**DATA FOR ANALYSIS:**

- Opening Delimiter -

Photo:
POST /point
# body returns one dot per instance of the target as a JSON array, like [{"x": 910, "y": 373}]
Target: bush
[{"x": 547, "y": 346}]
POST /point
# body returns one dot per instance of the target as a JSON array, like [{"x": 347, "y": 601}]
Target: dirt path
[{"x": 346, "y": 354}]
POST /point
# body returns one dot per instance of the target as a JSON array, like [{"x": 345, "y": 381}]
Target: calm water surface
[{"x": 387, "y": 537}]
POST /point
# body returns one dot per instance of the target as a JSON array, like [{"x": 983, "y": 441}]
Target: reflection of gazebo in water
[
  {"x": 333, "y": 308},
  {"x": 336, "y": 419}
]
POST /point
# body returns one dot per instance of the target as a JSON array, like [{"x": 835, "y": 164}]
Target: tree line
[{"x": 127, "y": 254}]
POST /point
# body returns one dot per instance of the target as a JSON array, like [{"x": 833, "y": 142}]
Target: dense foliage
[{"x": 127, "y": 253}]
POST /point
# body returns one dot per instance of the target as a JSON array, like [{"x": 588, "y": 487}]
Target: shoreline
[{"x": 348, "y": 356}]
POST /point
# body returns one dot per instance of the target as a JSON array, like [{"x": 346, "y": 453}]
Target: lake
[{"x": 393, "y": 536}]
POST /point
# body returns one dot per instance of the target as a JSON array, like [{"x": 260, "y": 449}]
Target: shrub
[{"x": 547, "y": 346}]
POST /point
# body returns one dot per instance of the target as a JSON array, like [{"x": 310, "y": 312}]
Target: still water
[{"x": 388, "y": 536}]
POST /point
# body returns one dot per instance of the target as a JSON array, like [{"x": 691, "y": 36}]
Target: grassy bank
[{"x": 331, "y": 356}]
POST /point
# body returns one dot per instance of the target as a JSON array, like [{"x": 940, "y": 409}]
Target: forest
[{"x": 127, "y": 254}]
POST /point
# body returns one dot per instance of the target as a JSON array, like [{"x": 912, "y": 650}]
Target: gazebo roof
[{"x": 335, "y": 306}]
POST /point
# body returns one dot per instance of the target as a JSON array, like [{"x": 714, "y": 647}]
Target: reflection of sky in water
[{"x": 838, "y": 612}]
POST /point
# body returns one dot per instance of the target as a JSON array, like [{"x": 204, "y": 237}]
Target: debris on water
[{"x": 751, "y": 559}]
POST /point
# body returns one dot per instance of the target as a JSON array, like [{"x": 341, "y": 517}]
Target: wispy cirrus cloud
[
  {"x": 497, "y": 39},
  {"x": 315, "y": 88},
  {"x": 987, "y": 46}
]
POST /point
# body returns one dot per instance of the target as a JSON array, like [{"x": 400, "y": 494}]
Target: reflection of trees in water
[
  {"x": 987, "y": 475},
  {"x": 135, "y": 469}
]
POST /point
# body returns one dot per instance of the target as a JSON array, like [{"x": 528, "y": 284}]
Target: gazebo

- Closing Delimiter -

**TASK TO CARRY OUT:** Only the lines from the one containing "Target: debris on water" through the last line of the records are to be set down, exactly as they appear.

**RESPONSE TO THE TASK:**
Target: debris on water
[{"x": 751, "y": 559}]
POST /point
# body returns one dot per instance of the target as a JSON array, like [{"x": 341, "y": 517}]
Target: wispy cirrus cloud
[
  {"x": 497, "y": 39},
  {"x": 315, "y": 88},
  {"x": 987, "y": 46}
]
POST /point
# body returns one dot per instance of the target as a JSON array, like [{"x": 400, "y": 494}]
Target: reflection of trees in water
[
  {"x": 987, "y": 475},
  {"x": 135, "y": 469}
]
POST /point
# body returns one dot per instance of the target as a JSON array, like [{"x": 528, "y": 284}]
Target: gazebo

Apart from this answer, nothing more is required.